Passage:
Large language models (LLMs) are versatile tools. You can use them as artificial interns1 to generate draft for you, feed them documents to summarize, proof read, and more. An LLM can generate a training plan for you, propose a travel itinerary, or help you adjust the tone of an important message you are writing.
Another way to put LLMs to work is for rubber ducking. But with a twist—the rubber duck quacks back!
Rubber ducking is a common practice among software developers. The name comes from The Pragmatic Programmers, where Dave Thomas recalls how a colleague used to work with a rubber duck on top his terminal and describe the problems he was stuck on to it.
When describing a coding problem out loud, “you must explicitly state things that you may take for granted when going through the code yourself.” This is often enough to generate insight into the problem and make progress. And this works in any creative field, not just programming.
Notice that it’s the act of describing the problem that is valuable. The result is the same whether you talk to a real person or to a rubber duck.
Talking to an inanimate object has the advantage of not distracting your colleagues. But there are times where describing a problem is not enough and you could benefit from a probing question or the push back.
So why not talk to an LLM?
With AI, rubber ducking takes on a new level. This digital rubber duck quacks back, can judge your idea, help you sharpen them, and suggest alternatives. All without disturbing your teammates.
With ChatGPT, Claude, Gemini, Grok, we all have at our fingertips a squad of interactive rubber ducks that are smart, patient, and always available.

Activity A: In the passage on rubber ducking with language models, what book does the name "rubber ducking" come from?
Activity B: Write a continuation of the passage on rubber ducking with language models, picking up after its final sentence.

Dataset entries:
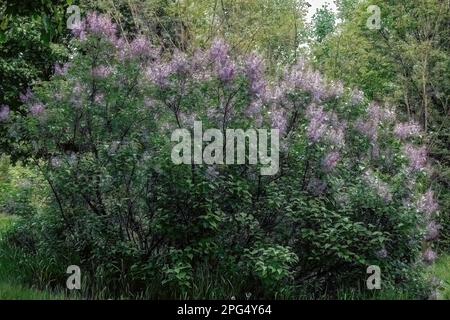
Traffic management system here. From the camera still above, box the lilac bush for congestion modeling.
[5,13,439,298]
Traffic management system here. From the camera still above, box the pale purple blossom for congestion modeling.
[363,170,392,203]
[307,178,327,197]
[146,61,172,88]
[322,151,341,171]
[169,50,189,74]
[55,63,70,76]
[144,97,157,109]
[129,36,158,58]
[375,248,389,259]
[209,39,237,83]
[0,104,10,122]
[92,66,112,79]
[19,88,34,104]
[50,157,62,168]
[425,221,442,241]
[355,119,378,142]
[422,248,437,264]
[30,102,45,117]
[245,100,262,118]
[403,144,428,172]
[351,89,364,105]
[394,121,422,140]
[209,39,230,64]
[94,92,105,104]
[85,12,117,40]
[328,81,344,99]
[270,109,288,136]
[417,189,439,216]
[217,60,236,83]
[245,54,267,97]
[306,104,328,143]
[72,21,86,41]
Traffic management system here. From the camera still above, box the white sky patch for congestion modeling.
[306,0,337,22]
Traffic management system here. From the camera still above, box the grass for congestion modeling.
[0,214,450,300]
[0,214,64,300]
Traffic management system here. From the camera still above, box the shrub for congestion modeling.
[3,14,438,298]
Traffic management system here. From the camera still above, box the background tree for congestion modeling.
[312,0,450,249]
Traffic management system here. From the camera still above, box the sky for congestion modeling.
[306,0,336,22]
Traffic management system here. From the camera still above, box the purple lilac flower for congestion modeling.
[92,66,112,79]
[178,112,197,127]
[245,54,266,97]
[403,144,428,172]
[394,121,422,140]
[94,93,105,104]
[422,248,437,264]
[55,63,70,76]
[328,81,344,99]
[425,221,442,241]
[217,60,236,83]
[363,170,392,203]
[144,98,156,109]
[50,157,62,168]
[72,21,86,41]
[270,109,287,136]
[351,89,364,106]
[356,119,378,142]
[245,100,262,118]
[86,12,117,40]
[375,248,388,259]
[169,50,189,74]
[20,88,34,104]
[417,189,439,216]
[306,104,327,143]
[130,36,157,58]
[209,39,230,64]
[146,61,172,88]
[322,151,341,171]
[0,104,10,122]
[30,102,45,117]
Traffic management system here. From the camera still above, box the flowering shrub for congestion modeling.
[2,14,439,298]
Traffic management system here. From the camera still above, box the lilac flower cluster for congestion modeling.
[19,88,34,104]
[270,109,288,136]
[55,63,70,76]
[30,102,45,117]
[92,66,112,79]
[322,151,341,171]
[0,104,10,122]
[115,36,160,61]
[425,221,442,241]
[306,104,328,143]
[417,189,439,217]
[210,39,237,83]
[423,248,437,264]
[363,170,392,203]
[394,121,422,140]
[307,178,327,197]
[403,144,428,172]
[245,54,267,98]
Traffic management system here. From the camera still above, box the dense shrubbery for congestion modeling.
[0,14,439,298]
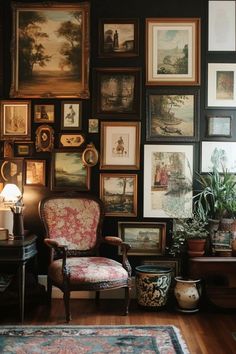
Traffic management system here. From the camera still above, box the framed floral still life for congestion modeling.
[118,221,166,256]
[0,101,31,140]
[10,2,90,98]
[100,122,140,170]
[146,87,199,141]
[207,63,236,108]
[93,68,141,119]
[100,173,138,217]
[25,160,46,186]
[144,144,193,218]
[61,101,82,130]
[99,18,139,58]
[146,18,201,85]
[51,149,90,191]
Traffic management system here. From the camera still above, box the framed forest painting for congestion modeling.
[10,1,90,98]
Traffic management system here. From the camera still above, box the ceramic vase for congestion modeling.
[174,277,201,313]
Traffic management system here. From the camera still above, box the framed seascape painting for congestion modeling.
[146,88,199,141]
[93,68,141,119]
[118,221,166,256]
[0,101,31,140]
[146,18,201,85]
[99,18,139,58]
[207,63,236,108]
[10,1,90,98]
[51,149,90,191]
[201,141,236,173]
[100,122,140,170]
[144,144,193,218]
[100,173,138,216]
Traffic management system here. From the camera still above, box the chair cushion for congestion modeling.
[48,257,128,285]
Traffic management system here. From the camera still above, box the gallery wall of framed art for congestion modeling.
[0,0,236,272]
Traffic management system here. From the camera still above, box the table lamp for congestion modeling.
[0,183,23,237]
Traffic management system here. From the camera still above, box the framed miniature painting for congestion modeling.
[51,149,90,191]
[118,221,166,256]
[99,18,139,58]
[100,173,138,217]
[143,144,193,218]
[146,18,201,85]
[25,160,46,186]
[146,87,199,141]
[207,63,236,108]
[34,104,55,123]
[93,68,141,119]
[0,101,31,140]
[61,101,82,130]
[100,122,140,170]
[10,1,90,98]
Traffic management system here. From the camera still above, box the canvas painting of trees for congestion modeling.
[11,3,89,98]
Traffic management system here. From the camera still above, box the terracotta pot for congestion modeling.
[187,239,206,257]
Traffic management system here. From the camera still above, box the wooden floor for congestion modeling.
[0,299,236,354]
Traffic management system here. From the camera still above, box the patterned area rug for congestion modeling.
[0,326,189,354]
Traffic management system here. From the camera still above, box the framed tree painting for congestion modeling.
[93,68,141,119]
[144,144,193,218]
[146,18,201,85]
[146,87,199,141]
[100,173,138,217]
[10,2,90,98]
[99,18,139,58]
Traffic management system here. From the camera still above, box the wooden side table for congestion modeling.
[0,232,37,322]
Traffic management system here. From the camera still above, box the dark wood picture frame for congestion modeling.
[99,18,139,58]
[93,67,141,119]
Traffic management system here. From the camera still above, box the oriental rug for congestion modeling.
[0,325,189,354]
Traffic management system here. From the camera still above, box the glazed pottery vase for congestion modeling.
[174,277,201,313]
[135,265,172,308]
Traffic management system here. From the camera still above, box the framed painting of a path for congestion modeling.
[10,2,90,99]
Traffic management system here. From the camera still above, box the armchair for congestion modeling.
[39,194,131,322]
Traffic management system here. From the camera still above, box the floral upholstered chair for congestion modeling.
[39,194,131,322]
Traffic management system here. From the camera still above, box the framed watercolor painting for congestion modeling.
[207,63,236,108]
[201,141,236,173]
[10,2,90,98]
[25,160,46,186]
[146,18,201,85]
[93,68,141,119]
[0,101,31,140]
[118,221,166,256]
[146,87,199,141]
[34,104,55,123]
[99,18,139,58]
[51,149,90,191]
[100,122,140,170]
[100,173,138,217]
[143,144,193,218]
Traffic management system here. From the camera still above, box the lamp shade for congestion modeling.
[0,183,21,203]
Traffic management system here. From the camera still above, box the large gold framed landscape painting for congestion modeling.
[10,2,89,98]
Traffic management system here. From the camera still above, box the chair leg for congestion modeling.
[63,290,71,323]
[125,286,131,316]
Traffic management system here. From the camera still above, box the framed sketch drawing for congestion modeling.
[201,141,236,173]
[100,173,138,217]
[99,18,139,58]
[100,122,140,170]
[146,87,199,141]
[144,144,193,218]
[51,149,90,191]
[146,18,201,85]
[10,2,90,98]
[0,101,31,140]
[207,63,236,108]
[93,68,141,119]
[118,221,166,256]
[208,0,236,51]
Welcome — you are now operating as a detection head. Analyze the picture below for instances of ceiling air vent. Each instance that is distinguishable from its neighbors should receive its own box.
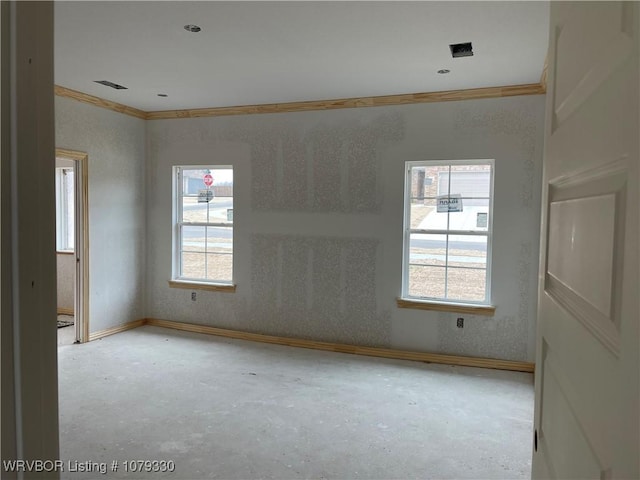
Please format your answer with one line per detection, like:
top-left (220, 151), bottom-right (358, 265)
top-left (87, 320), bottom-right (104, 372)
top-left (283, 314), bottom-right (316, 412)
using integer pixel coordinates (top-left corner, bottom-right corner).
top-left (94, 80), bottom-right (127, 90)
top-left (449, 42), bottom-right (473, 58)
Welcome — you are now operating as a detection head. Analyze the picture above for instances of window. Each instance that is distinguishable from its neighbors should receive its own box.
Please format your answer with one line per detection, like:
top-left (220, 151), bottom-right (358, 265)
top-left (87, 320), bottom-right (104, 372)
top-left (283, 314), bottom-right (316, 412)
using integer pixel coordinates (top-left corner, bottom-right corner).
top-left (402, 160), bottom-right (493, 305)
top-left (55, 167), bottom-right (75, 252)
top-left (173, 165), bottom-right (233, 285)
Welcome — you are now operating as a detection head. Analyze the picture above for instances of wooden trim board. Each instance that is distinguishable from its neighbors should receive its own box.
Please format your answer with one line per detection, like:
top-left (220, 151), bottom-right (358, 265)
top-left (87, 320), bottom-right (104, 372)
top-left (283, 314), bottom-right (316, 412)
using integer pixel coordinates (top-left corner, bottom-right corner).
top-left (147, 83), bottom-right (544, 120)
top-left (540, 54), bottom-right (549, 93)
top-left (145, 318), bottom-right (534, 373)
top-left (53, 85), bottom-right (147, 120)
top-left (396, 298), bottom-right (496, 317)
top-left (54, 83), bottom-right (546, 120)
top-left (169, 280), bottom-right (236, 293)
top-left (89, 318), bottom-right (146, 342)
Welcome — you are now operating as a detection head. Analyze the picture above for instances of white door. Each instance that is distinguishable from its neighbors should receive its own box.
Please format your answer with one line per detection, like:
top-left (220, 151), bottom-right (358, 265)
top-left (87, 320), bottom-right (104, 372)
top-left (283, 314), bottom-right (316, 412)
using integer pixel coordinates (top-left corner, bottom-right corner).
top-left (533, 2), bottom-right (640, 479)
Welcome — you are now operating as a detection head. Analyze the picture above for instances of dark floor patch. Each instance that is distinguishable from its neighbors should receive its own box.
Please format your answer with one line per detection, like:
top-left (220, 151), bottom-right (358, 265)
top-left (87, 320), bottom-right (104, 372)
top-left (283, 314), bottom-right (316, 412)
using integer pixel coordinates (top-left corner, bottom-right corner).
top-left (58, 318), bottom-right (73, 328)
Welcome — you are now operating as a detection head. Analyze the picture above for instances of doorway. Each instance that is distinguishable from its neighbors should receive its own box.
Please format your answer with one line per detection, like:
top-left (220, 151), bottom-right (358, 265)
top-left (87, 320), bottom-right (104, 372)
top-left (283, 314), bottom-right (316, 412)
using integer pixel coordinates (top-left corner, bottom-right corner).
top-left (55, 148), bottom-right (89, 343)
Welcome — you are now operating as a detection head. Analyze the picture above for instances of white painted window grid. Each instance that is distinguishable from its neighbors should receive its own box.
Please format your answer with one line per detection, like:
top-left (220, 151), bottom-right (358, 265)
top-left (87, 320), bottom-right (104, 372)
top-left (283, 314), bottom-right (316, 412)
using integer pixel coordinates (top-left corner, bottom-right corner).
top-left (402, 159), bottom-right (495, 305)
top-left (55, 167), bottom-right (75, 252)
top-left (172, 165), bottom-right (233, 285)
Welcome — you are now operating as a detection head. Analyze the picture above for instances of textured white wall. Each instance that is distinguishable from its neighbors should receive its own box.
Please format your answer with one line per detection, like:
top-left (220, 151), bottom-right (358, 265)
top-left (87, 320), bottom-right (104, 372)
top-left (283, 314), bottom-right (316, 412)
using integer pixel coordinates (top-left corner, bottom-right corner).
top-left (146, 96), bottom-right (544, 361)
top-left (55, 97), bottom-right (146, 332)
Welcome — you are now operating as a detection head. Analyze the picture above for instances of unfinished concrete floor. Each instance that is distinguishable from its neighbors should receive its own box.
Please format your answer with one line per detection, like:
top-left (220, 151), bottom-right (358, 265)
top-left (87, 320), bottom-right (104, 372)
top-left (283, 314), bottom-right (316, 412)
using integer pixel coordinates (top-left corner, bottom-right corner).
top-left (59, 326), bottom-right (533, 479)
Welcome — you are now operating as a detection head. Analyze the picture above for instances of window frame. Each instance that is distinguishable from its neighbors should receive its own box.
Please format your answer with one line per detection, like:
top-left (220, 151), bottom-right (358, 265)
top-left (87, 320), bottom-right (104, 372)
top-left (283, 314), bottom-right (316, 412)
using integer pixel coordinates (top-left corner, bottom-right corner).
top-left (169, 164), bottom-right (235, 286)
top-left (55, 166), bottom-right (76, 253)
top-left (398, 159), bottom-right (495, 308)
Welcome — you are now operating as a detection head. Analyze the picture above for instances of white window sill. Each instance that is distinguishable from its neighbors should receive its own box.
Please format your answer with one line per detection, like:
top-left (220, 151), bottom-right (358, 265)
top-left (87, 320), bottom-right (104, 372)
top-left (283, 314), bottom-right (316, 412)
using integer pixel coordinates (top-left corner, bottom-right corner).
top-left (396, 298), bottom-right (496, 317)
top-left (169, 280), bottom-right (236, 293)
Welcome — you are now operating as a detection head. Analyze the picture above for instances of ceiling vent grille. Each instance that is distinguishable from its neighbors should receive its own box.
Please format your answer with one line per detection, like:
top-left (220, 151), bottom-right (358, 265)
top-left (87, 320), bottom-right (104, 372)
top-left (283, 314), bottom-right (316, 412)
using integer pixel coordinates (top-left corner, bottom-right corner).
top-left (449, 42), bottom-right (473, 58)
top-left (94, 80), bottom-right (127, 90)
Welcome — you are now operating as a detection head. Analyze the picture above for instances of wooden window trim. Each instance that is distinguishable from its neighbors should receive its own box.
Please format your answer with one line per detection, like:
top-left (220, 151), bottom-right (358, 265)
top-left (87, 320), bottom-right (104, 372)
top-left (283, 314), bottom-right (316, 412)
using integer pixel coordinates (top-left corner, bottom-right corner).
top-left (396, 298), bottom-right (496, 317)
top-left (169, 280), bottom-right (236, 293)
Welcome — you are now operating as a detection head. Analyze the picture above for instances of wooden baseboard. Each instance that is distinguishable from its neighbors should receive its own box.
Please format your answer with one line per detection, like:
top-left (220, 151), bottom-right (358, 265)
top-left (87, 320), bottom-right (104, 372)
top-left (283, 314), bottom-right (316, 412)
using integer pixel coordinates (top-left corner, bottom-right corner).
top-left (89, 318), bottom-right (146, 342)
top-left (144, 318), bottom-right (534, 373)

Task answer A: The Pragmatic Programmers

Task answer B:
But no matter how refined they are, we need to remember that LLMs are far from error-proof. On top of that, many LLMs will do their best to please you, but when problem solving it’s criticism that you need most.
You wouldn’t ship the work your intern made without first looking over it, whether the intern is a human or a bot. Likewise, you cannot trust everything a toy duck tells you, whether it’s made of rubber or bits.
Remember Feynman’s words: “You are the easiest one to fool.” Don’t let an LLM tuned to please its user lull you into thinking you discovered the best solution.
Dave Thomas’ rubber duck never validate your ideas, it only gave you space to understand them. These digital rubber ducks might quack back, but of all the work we ought to delegate to AI, thinking remains our responsibility.
1 — The article used DALL-E to show how much guidance a generative AI needs, and how many iterations are required to get to a satisfying result. Since then, image generation has leapfrogged both in prompt understanding and output quality. The intern has gotten much better, but it’s still an intern. AI has no initiative or genuine creativity. You need to tell it what to do.
Thanks to Alex Grebenyuk for the conversation that resulted in this post.